EXERCISE AIM → Find every line in the records below that contains "Task", and copy it.

SUPPLIED DATA →

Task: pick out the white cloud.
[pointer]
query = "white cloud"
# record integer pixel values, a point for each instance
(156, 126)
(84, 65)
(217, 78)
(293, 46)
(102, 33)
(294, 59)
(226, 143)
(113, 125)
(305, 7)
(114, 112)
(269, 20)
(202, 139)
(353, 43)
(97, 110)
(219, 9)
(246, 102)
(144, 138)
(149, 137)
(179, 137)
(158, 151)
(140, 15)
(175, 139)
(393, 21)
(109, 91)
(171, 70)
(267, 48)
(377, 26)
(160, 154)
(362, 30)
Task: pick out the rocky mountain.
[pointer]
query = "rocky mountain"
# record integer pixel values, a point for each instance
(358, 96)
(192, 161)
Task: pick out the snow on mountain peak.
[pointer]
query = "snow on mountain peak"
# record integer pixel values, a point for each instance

OUTPUT OF THE EXERCISE →
Task: pick out the white cloud.
Task: pick out the rocky mountain.
Task: pick out the snow on mountain peak.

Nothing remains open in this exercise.